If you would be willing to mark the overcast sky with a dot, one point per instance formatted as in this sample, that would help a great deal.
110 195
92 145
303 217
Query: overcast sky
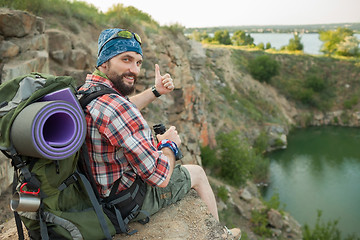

_ _ _ _ _

* _TASK_: Determine the number of lines above holding the string "overcast". Reply with it and nothing more.

* _SOLUTION TO THE EXERCISE_: 2